**Objective**
Recast each line of the items below as a JSON array of strings, one string per line, and omit blank lines.

**Extracted material**
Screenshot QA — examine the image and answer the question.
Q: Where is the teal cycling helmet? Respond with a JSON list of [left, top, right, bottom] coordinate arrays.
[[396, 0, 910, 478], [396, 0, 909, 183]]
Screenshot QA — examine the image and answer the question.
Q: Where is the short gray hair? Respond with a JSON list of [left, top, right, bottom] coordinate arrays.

**In response**
[
  "Screenshot QA — examine the image and answer the question.",
  "Q: Where is the teal cycling helmet? Respond with a JSON list of [left, top, right, bottom] coordinate arrays.",
  "[[396, 0, 910, 478], [396, 0, 909, 183]]",
  "Screenshot QA — examine the image and answer the question.",
  "Q: Where is the short gray hair? Respond with a JSON list of [left, top, right, bottom] coordinate arrays."
]